■ **Job A**: Please reproduce the blog post word for word, starting with "Yes, this was" and going on through "All. The. Time.".
■ **Job B**: According to the blog post, what should you not tell a frazzled or discouraged new mother? List each thing.
■ **Job C**:
Answer these from the blog post:
(i) How old is Daphne?
(ii) From what month and year is the post?
(iii) Which story do the children ask to have read again?

■ **Quoted passage**:
TBT: Crazy Pills

Thursday, September 19, 2013

Today's TBT post is from April 2012...

Pretty often, maybe even daily, my husband and I will be watching our children, blinking hard past our exhaustion and find ourselves once again asking the same question we asked the day before: How do people do this every day?

Parenthood, that is. I mean, is it this hard for everyone? Are all parents just sitting in a daze all wondering if everyone else is wondering if it is this hard for them too?

The other Sunday, we were once again in the "wiggle room" with Daphne (8 mo) while Matilda ran amuck in nursery for the morning. While everyone pretty much keeps to themselves quietly, trying to absorb the lovely church service through the 45" plasma hanging on the wall, one can't help but observe others and their children. There was a sweet nearly-2-year-old girl just playing quietly while her mother nursed a new baby. They looked happy, well-rested and calm. Were they thinking the same thing about me?

I ran into the same mother in the restroom later, as we both changed our baby's diapers, and we quickly exchanged the names, age and birth experiences of our new daughters. Even though, by the end of our sharing, I found myself envious of her 1-hour labor story and sleeping-through-the-night 7 week-old (are you freaking kidding me?)...I still shared a mutual sympathy for her efforts. I think there is always an understood sentiment felt between women once they are ushered into the club of motherhood, and I felt that for her in this moment. That, even though I wanted to shout "You have it so easy!" I still could see the frazzled look in her eye, the worry in the tightness of her lips, and the nervousness in the intensity of her grip on her new baby that told me - she is still struggling to do the best she can just like me.

My children sleep so little that you would seriously
think I was filling their bottles with coffee.
We parted ways a bit awkwardly (as many encounters in the restroom can be) and I could tell I was headed in a different direction than she was. I didn't know how to end this conversation that went from "Aw, cute baby" to "how far were you dilated" in split seconds and now was curiously making its way back to normal-people-status. Uhhh. I wanted to say "It gets easier!" and leave her with one sturdy ounce of encouragement to make it through the next hour...but, literally, in that moment, I thought Does it? Does it get easier? I don't want to lie to this poor soul! It gets different, but so far it does not get easier! So, instead, as I was walking out the door, I turned awkwardly and just said "By the way, you look really great!" The end.

Yes, this was my awkward encounter with a strange new mother in a church restroom. But, you know what? She smiled. Mission accomplished. The next time you see a new mother in a frazzled state or looking discouraged...don't tell her it gets easier. Don't tell her to enjoy the moment or nap when the baby naps. Just tell her she looks fantastic and walk away. We need that. It's probably the one thing you could say that doesn't get old hearing.

So, this whole parenting thing - will it get easier? Let me narrow down what I'm talking about: exhaustion. Lack of sleep. Life progressing around you in a blur of picking up toys and cleaning spit-up. Surviving in warp-speed of tripping over laundry and get yet another meal on the table. Being. Tired. All. The. Time.

Am I taking crazy pills? Am I the only mother who is sitting here thinking "I really don't think other people understand"? Surely, not. So, then, are their children equally crazy? Do their children incessantly yell at them and demand their attention until it ends in a fit of rage and tantrum kicking? And then, of course, the next SECOND later the same children are smiling and saying "I love you mom-mom" and asking to read Cinderella again and SUCKING you back into that deep vortex of love that makes you want to buy them ponies and make home-baked-masterpieces that you only drool over via pinterest???

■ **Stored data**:

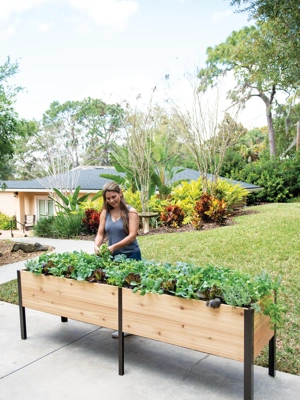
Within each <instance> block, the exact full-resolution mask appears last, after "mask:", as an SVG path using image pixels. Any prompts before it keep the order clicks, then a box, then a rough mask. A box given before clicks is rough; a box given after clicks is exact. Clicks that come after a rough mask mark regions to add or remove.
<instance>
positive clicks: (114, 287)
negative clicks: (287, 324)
mask: <svg viewBox="0 0 300 400" xmlns="http://www.w3.org/2000/svg"><path fill="white" fill-rule="evenodd" d="M18 286H19V306H20V324H21V337H22V339H26V337H27V332H26V318H25V308H26V307H28V308H32V309H34V310H38V311H44V312H48V313H51V314H54V315H59V316H61V317H62V321H67V318H71V319H75V320H78V321H82V322H88V323H91V324H94V325H98V326H104V327H106V328H111V329H118V330H119V332H120V335H119V374H120V375H123V374H124V334H123V332H124V331H126V332H128V333H132V334H134V335H139V336H143V337H146V338H150V339H154V340H158V341H161V342H165V343H170V344H174V345H177V346H182V347H186V348H189V349H193V350H197V351H201V352H204V353H208V354H213V355H216V356H221V357H225V358H229V359H232V360H237V361H242V362H244V399H246V400H252V399H253V365H254V359H255V357H256V356H257V355H258V354H259V353H260V351H261V350H262V349H263V348H264V347H265V346H266V345H267V344H269V375H271V376H275V330H272V329H271V328H270V326H269V317H267V316H265V315H262V314H259V313H254V310H253V309H252V308H241V307H236V308H233V307H232V306H228V305H224V304H222V305H221V307H220V308H218V309H212V308H208V307H206V304H205V302H203V301H199V300H190V299H188V300H187V299H182V298H179V297H175V296H169V295H156V294H151V293H148V294H146V295H145V296H141V295H139V294H138V293H132V291H131V290H130V289H125V288H117V287H115V286H109V285H102V284H93V283H89V282H78V281H76V280H73V279H62V278H58V277H54V276H43V275H40V276H36V275H34V274H33V273H31V272H28V271H18Z"/></svg>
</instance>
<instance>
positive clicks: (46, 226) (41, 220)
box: [33, 216, 55, 237]
mask: <svg viewBox="0 0 300 400" xmlns="http://www.w3.org/2000/svg"><path fill="white" fill-rule="evenodd" d="M54 220H55V217H53V216H52V217H47V218H41V219H39V220H38V221H37V223H36V224H35V225H34V226H33V232H34V235H35V236H38V237H54V233H53V224H54Z"/></svg>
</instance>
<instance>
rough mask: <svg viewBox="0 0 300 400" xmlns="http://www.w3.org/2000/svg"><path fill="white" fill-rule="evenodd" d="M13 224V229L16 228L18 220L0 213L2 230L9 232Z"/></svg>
mask: <svg viewBox="0 0 300 400" xmlns="http://www.w3.org/2000/svg"><path fill="white" fill-rule="evenodd" d="M11 223H12V228H13V229H15V228H16V219H15V218H10V217H9V216H7V215H5V214H1V213H0V229H3V230H4V231H8V230H9V229H10V228H11Z"/></svg>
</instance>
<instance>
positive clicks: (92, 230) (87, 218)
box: [82, 208, 100, 234]
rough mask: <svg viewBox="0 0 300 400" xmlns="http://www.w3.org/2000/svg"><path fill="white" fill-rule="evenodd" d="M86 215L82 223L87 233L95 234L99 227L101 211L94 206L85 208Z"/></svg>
mask: <svg viewBox="0 0 300 400" xmlns="http://www.w3.org/2000/svg"><path fill="white" fill-rule="evenodd" d="M84 214H85V217H84V218H83V219H82V223H83V225H84V227H85V229H86V231H87V233H90V234H95V233H96V232H97V230H98V228H99V223H100V212H99V211H97V210H94V209H92V208H90V209H87V210H84Z"/></svg>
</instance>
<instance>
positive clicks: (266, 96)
mask: <svg viewBox="0 0 300 400" xmlns="http://www.w3.org/2000/svg"><path fill="white" fill-rule="evenodd" d="M274 95H275V86H274V87H273V91H272V93H271V96H270V98H268V97H267V96H266V95H265V94H264V93H263V92H262V91H259V97H260V98H261V99H262V101H263V102H264V103H265V106H266V117H267V124H268V133H269V146H270V156H271V157H275V156H276V145H275V132H274V125H273V118H272V109H271V104H272V101H273V99H274Z"/></svg>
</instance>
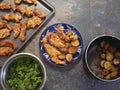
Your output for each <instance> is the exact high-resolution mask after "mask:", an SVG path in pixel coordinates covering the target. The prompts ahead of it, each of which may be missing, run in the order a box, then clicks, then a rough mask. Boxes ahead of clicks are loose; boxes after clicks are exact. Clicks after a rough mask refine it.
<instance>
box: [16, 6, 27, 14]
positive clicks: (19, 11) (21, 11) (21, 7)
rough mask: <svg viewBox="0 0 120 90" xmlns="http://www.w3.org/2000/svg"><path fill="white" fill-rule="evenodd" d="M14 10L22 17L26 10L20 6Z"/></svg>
mask: <svg viewBox="0 0 120 90" xmlns="http://www.w3.org/2000/svg"><path fill="white" fill-rule="evenodd" d="M16 8H17V11H18V12H20V13H21V14H22V15H24V14H25V12H26V10H25V8H24V7H22V6H16Z"/></svg>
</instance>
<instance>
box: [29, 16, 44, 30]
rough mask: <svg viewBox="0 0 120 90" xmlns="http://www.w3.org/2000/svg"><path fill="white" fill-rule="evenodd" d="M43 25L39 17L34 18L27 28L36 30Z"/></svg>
mask: <svg viewBox="0 0 120 90" xmlns="http://www.w3.org/2000/svg"><path fill="white" fill-rule="evenodd" d="M41 23H42V20H41V19H40V18H39V17H38V16H33V17H32V18H29V19H28V21H27V28H34V27H36V26H38V25H40V24H41Z"/></svg>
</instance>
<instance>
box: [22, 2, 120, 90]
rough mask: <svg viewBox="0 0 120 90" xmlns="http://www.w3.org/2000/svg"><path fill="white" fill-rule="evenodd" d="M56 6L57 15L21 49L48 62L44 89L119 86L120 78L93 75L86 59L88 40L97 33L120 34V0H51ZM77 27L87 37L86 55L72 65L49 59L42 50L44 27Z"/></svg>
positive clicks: (105, 88)
mask: <svg viewBox="0 0 120 90" xmlns="http://www.w3.org/2000/svg"><path fill="white" fill-rule="evenodd" d="M48 2H50V3H51V4H52V5H53V6H54V7H55V9H56V14H55V16H54V17H53V18H52V19H51V20H50V21H49V22H48V23H47V25H46V26H45V27H44V28H42V29H41V31H40V32H38V33H37V34H36V35H35V36H34V37H33V38H32V40H31V41H30V42H29V43H28V44H27V46H26V47H25V48H24V49H23V50H22V52H29V53H32V54H35V55H36V56H38V57H39V58H40V59H41V60H42V61H43V63H44V64H45V67H46V70H47V81H46V85H45V87H44V90H120V80H118V81H115V82H103V81H100V80H97V79H96V78H95V77H93V76H92V75H91V74H90V73H89V71H88V69H87V68H86V65H85V63H84V52H85V48H86V47H87V45H88V43H89V42H90V41H91V40H92V39H93V38H95V37H96V36H99V35H103V34H108V35H114V36H117V37H119V38H120V0H48ZM60 22H64V23H68V24H70V25H73V26H74V27H76V28H77V29H78V30H79V31H80V32H81V34H82V37H83V40H84V50H83V56H82V58H81V59H80V60H79V62H78V63H77V64H76V65H74V66H73V67H72V68H71V69H62V70H61V69H60V68H56V67H53V66H51V65H49V64H48V63H46V62H45V61H44V59H43V58H42V55H41V53H40V51H39V46H38V42H39V37H40V35H41V33H42V31H44V30H45V28H46V27H47V26H49V25H51V24H54V23H60Z"/></svg>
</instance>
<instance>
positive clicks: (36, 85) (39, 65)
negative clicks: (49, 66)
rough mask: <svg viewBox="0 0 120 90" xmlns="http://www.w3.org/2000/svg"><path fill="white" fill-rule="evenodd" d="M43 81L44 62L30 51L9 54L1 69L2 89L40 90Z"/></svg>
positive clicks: (45, 69)
mask: <svg viewBox="0 0 120 90" xmlns="http://www.w3.org/2000/svg"><path fill="white" fill-rule="evenodd" d="M45 82H46V69H45V67H44V64H43V63H42V61H41V60H40V59H39V58H38V57H36V56H35V55H33V54H30V53H18V54H15V55H13V56H11V57H10V58H9V59H8V60H7V61H6V62H5V63H4V65H3V67H2V70H1V85H2V87H3V89H4V90H18V89H19V90H42V88H43V87H44V85H45Z"/></svg>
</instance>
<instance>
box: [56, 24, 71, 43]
mask: <svg viewBox="0 0 120 90" xmlns="http://www.w3.org/2000/svg"><path fill="white" fill-rule="evenodd" d="M57 33H58V35H59V37H60V38H61V39H63V40H65V41H66V42H69V41H70V38H69V37H68V36H67V35H66V34H65V33H64V27H63V26H59V27H58V28H57Z"/></svg>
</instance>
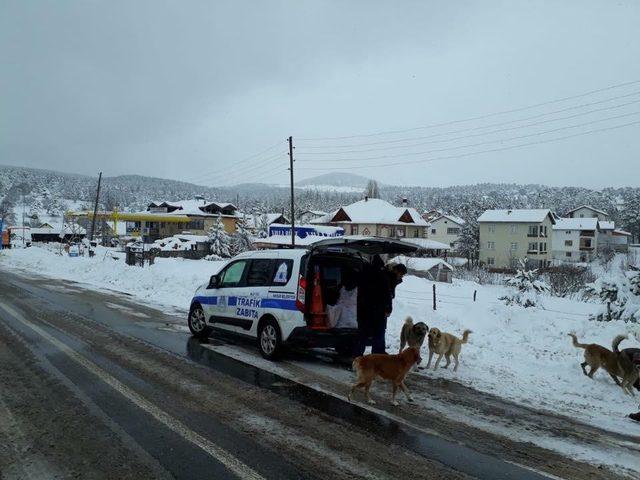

■ **Response A**:
Yes, this was my awkward encounter with a strange new mother in a church restroom. But, you know what? She smiled. Mission accomplished. The next time you see a new mother in a frazzled state or looking discouraged...don't tell her it gets easier. Don't tell her to enjoy the moment or nap when the baby naps. Just tell her she looks fantastic and walk away. We need that. It's probably the one thing you could say that doesn't get old hearing.

So, this whole parenting thing - will it get easier? Let me narrow down what I'm talking about: exhaustion. Lack of sleep. Life progressing around you in a blur of picking up toys and cleaning spit-up. Surviving in warp-speed of tripping over laundry and get yet another meal on the table. Being. Tired. All. The. Time.

■ **Response B**:
- That it gets easier
- To enjoy the moment
- To nap when the baby naps

■ **Response C**:
(i) 8 months
(ii) April 2012
(iii) Cinderella